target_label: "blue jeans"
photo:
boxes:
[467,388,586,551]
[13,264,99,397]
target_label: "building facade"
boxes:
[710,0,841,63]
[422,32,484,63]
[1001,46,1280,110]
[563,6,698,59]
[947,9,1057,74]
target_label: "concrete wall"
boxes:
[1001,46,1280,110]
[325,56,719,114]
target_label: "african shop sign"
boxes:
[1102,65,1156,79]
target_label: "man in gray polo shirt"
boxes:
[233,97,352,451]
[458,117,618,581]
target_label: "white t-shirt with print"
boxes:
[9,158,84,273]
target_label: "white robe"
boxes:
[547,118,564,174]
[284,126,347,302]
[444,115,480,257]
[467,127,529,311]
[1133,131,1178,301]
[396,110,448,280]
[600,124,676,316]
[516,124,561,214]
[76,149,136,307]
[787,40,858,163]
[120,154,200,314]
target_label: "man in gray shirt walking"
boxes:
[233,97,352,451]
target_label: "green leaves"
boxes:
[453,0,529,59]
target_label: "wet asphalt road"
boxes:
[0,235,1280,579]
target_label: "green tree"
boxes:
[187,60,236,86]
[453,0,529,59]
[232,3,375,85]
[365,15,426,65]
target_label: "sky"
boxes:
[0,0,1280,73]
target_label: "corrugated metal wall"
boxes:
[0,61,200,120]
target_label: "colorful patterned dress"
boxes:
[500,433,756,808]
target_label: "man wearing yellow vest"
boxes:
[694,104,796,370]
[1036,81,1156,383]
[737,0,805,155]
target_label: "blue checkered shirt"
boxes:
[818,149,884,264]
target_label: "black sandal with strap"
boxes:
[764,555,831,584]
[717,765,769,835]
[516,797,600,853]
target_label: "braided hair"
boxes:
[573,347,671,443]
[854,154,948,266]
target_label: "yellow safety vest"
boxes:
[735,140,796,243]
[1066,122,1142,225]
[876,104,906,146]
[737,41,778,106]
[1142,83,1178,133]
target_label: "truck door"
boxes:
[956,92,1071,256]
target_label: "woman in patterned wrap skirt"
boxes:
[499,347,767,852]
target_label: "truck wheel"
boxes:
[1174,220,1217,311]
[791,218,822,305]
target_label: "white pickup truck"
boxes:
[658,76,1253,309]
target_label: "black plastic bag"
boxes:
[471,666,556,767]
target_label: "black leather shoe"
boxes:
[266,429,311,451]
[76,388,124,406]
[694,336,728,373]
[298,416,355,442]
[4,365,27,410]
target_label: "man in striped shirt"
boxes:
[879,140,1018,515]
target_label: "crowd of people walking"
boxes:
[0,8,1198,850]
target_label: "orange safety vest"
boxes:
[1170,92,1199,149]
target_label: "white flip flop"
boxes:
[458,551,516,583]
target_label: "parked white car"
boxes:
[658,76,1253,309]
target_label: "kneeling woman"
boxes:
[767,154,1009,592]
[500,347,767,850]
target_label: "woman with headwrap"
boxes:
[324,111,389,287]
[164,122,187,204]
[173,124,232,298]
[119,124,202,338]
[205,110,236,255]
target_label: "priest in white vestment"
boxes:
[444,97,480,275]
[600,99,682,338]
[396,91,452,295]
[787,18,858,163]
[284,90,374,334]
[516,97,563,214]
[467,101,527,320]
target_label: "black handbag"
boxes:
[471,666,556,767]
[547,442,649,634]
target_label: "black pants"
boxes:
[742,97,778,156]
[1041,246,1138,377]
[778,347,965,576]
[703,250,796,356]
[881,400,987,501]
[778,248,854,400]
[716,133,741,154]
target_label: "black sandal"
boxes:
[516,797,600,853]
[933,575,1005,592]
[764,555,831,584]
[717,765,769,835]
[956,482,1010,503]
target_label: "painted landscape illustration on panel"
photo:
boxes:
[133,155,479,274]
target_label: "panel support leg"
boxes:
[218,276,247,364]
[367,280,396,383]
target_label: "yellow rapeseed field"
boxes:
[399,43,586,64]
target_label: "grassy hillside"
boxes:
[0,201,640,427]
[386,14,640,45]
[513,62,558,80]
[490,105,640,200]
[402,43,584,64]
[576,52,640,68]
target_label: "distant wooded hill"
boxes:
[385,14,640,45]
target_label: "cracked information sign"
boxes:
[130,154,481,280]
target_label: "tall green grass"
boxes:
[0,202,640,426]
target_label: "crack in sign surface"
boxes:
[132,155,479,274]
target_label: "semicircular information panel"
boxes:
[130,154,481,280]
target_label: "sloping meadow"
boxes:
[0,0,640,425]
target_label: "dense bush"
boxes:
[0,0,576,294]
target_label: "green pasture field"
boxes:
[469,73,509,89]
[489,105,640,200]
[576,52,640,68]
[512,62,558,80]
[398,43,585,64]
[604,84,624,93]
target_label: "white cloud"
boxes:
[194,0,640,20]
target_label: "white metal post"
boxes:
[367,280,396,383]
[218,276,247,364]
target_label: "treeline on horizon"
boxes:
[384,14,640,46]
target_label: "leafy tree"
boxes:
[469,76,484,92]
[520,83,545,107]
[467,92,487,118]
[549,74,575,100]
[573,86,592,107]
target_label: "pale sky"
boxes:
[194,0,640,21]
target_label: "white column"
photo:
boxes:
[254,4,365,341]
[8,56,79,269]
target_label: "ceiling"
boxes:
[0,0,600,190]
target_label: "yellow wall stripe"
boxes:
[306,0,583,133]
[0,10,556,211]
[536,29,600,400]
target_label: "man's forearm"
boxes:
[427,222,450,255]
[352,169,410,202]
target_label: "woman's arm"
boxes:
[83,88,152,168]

Short exercise :: Rewrite all of the entries above, renaming "target_label" to "query_label" wherever it occurs and leaving every other character as it is.

Correct output ::
query_label: "blue jeans"
photo:
boxes:
[467,388,586,551]
[13,264,99,397]
query_label: "building facade"
boxes:
[710,0,841,63]
[422,32,484,63]
[1001,46,1280,110]
[563,6,698,59]
[947,9,1057,74]
query_label: "concrete wall"
boxes:
[1001,46,1280,110]
[325,56,719,114]
query_label: "african shop sign"
boxes:
[1102,65,1156,79]
query_label: "man in gray polo shirt"
boxes:
[233,97,352,451]
[458,117,618,581]
query_label: "white t-shirt with print"
boxes:
[9,158,84,273]
query_label: "white robe"
boxes:
[547,118,564,174]
[284,126,347,302]
[444,115,480,257]
[467,127,529,311]
[1133,131,1178,301]
[396,110,448,280]
[600,124,676,316]
[516,124,561,214]
[76,149,136,307]
[787,40,858,163]
[120,154,200,314]
query_label: "man in gray shirt walking"
boxes:
[233,97,352,451]
query_label: "green leaves"
boxes:
[453,0,529,59]
query_label: "wet asphalt road"
boxes:
[0,235,1280,579]
query_label: "green tree"
boxes:
[187,60,236,86]
[453,0,529,59]
[232,3,375,85]
[365,15,426,65]
query_label: "sky"
boxes:
[0,0,1280,73]
query_label: "corrugated metal wall"
boxes:
[0,61,200,120]
query_label: "colorful patterned dress"
boxes:
[500,433,756,808]
query_label: "man wearing yellow vest"
boxes:
[694,104,796,370]
[1036,81,1156,383]
[737,0,805,155]
query_label: "blue checkered shirt"
boxes:
[818,149,884,264]
query_label: "black sandal with strap"
boxes:
[764,555,831,584]
[717,765,769,835]
[516,797,600,853]
query_label: "braided hair"
boxes:
[573,347,671,443]
[854,154,948,266]
query_label: "yellow safety vest"
boxes:
[735,140,796,243]
[1066,122,1142,225]
[876,104,906,146]
[737,41,778,106]
[1142,83,1178,133]
query_label: "truck door"
boxes:
[956,92,1071,256]
query_label: "woman in patterned wrap skirt"
boxes:
[499,347,767,852]
query_label: "truck wheel"
boxes:
[1174,220,1217,311]
[791,218,822,305]
query_label: "white pickup truck"
boxes:
[658,76,1253,309]
query_label: "black plastic bag"
boxes:
[471,666,556,767]
query_label: "black leather shoe"
boxes:
[266,429,311,451]
[76,388,124,406]
[694,336,728,373]
[298,416,355,442]
[4,365,27,410]
query_label: "man in striped shirt"
boxes:
[879,140,1018,515]
query_label: "crowd of people walking"
boxes:
[0,8,1198,850]
query_label: "orange safety vest"
boxes:
[1170,92,1199,149]
query_label: "white flip flop"
boxes:
[458,551,516,583]
query_label: "parked white car"
boxes:
[658,76,1253,309]
query_label: "kneeling woman"
boxes:
[767,154,1009,592]
[500,347,767,850]
query_label: "woman with headwrap"
boxes:
[324,111,389,287]
[164,122,187,204]
[173,124,232,298]
[119,124,202,338]
[205,110,236,255]
query_label: "priest in white vestment"
boxes:
[444,97,480,275]
[600,99,682,338]
[396,91,452,295]
[787,18,858,163]
[284,90,374,334]
[516,97,563,214]
[467,101,527,320]
query_label: "black handbag"
boxes:
[471,666,556,767]
[547,442,649,634]
query_label: "black pants"
boxes:
[742,97,778,156]
[1041,246,1138,377]
[778,347,965,576]
[703,250,796,356]
[881,400,987,501]
[778,248,854,400]
[716,133,741,154]
query_label: "black sandal"
boxes:
[516,797,600,853]
[933,575,1005,592]
[764,555,831,584]
[717,765,769,835]
[956,482,1010,503]
query_label: "painted landscape illustration on panel"
photo:
boxes:
[133,155,479,274]
query_label: "panel support leg"
boxes:
[218,276,247,364]
[367,280,396,383]
query_label: "yellow rapeseed field"
boxes:
[399,43,586,64]
query_label: "grassy hillside"
boxes:
[0,201,640,427]
[386,14,640,45]
[513,62,558,80]
[490,105,640,200]
[402,43,584,64]
[576,52,640,68]
query_label: "distant wooded hill"
boxes:
[385,14,640,45]
query_label: "cracked information sign"
boxes:
[130,154,481,280]
query_label: "tall green grass"
boxes:
[0,202,640,426]
query_label: "crack in sign surface"
boxes:
[132,155,479,274]
query_label: "semicircular information panel"
boxes:
[130,154,481,280]
query_label: "sloping meadow"
boxes:
[0,0,640,425]
query_label: "dense bush"
boxes:
[0,0,576,294]
query_label: "green pasture field"
boxes:
[469,73,509,89]
[489,105,640,200]
[576,52,640,68]
[512,62,558,80]
[398,43,585,64]
[604,84,624,93]
query_label: "white cloud"
boxes:
[194,0,640,20]
query_label: "white metal post"
boxes:
[367,280,396,383]
[218,276,247,364]
query_label: "treeline on horizon"
boxes:
[384,14,640,46]
query_label: "leafy tree"
boxes:
[469,76,484,92]
[520,83,545,107]
[467,92,487,118]
[549,74,575,100]
[573,86,592,107]
query_label: "pale sky"
boxes:
[194,0,640,21]
query_label: "white column"
photo:
boxes:
[254,4,365,341]
[8,56,79,269]
query_label: "ceiling"
boxes:
[0,0,600,190]
query_label: "yellow wall stripe"
boxes:
[306,0,583,133]
[0,10,556,211]
[536,29,600,400]
query_label: "man's forearm"
boxes:
[427,222,450,255]
[352,169,410,202]
query_label: "woman's arm"
boxes:
[83,88,152,168]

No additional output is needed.